- Work order:
In the records below, find the line holding "Target: white spot on cap" and the line holding "Target: dry brown leaf". Set down both, with every line between them, exactly.

- Data provided:

▼▼▼

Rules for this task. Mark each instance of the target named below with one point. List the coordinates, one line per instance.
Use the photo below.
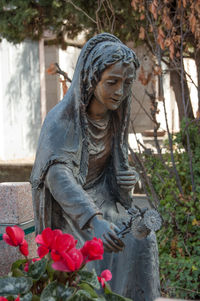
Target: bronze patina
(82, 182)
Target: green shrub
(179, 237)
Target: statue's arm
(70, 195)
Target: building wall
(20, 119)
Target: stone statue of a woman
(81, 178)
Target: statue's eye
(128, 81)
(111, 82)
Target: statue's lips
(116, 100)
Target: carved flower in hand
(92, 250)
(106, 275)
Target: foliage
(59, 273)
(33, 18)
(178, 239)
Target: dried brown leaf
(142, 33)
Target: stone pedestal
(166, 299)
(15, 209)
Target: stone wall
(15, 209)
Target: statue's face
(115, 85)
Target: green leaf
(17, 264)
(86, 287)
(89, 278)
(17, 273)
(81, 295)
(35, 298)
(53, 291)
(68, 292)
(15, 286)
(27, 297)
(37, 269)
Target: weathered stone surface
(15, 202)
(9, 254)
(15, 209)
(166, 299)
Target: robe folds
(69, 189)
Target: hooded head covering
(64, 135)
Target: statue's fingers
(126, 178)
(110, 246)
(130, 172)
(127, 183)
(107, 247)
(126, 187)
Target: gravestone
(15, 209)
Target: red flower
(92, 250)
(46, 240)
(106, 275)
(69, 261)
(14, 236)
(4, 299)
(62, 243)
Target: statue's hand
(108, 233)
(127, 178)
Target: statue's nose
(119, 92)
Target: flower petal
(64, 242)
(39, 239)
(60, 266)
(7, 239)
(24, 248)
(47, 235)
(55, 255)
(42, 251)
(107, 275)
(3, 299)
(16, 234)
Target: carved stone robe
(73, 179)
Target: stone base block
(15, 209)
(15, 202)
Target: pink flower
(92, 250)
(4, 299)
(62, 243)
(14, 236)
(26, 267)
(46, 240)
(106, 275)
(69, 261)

▲▲▲
▼▼▼

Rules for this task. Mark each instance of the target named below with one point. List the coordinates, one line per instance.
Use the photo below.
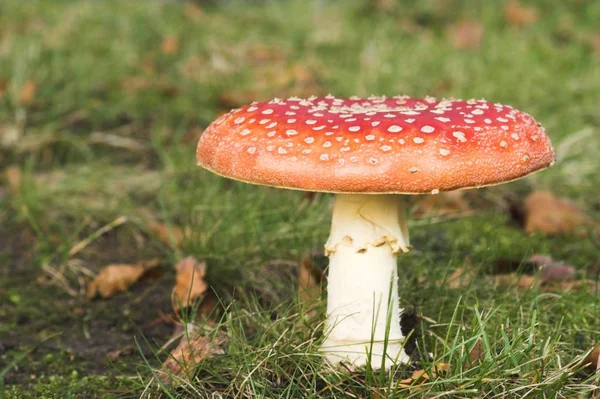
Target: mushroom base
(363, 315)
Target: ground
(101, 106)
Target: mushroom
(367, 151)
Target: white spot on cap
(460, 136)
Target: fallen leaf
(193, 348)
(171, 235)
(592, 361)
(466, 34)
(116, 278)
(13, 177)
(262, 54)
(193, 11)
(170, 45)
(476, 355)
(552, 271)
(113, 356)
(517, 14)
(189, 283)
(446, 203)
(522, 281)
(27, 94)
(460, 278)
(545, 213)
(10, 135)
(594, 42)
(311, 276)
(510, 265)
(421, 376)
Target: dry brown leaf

▲▲▲
▼▼▼

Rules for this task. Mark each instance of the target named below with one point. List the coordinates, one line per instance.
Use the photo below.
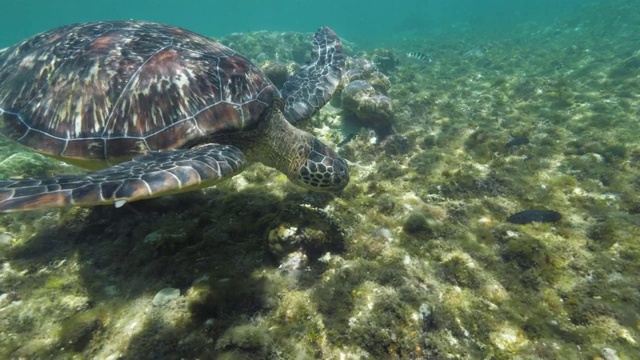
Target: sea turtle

▲▲▲

- Answer to this task:
Target: white spot on cap
(460, 136)
Target: fallen leaf
(193, 348)
(171, 235)
(592, 361)
(466, 34)
(116, 278)
(13, 177)
(262, 54)
(193, 11)
(170, 45)
(476, 355)
(552, 271)
(113, 356)
(517, 14)
(189, 283)
(446, 203)
(522, 281)
(27, 94)
(460, 278)
(545, 213)
(10, 135)
(594, 42)
(311, 276)
(510, 265)
(421, 376)
Target: dry brown leaf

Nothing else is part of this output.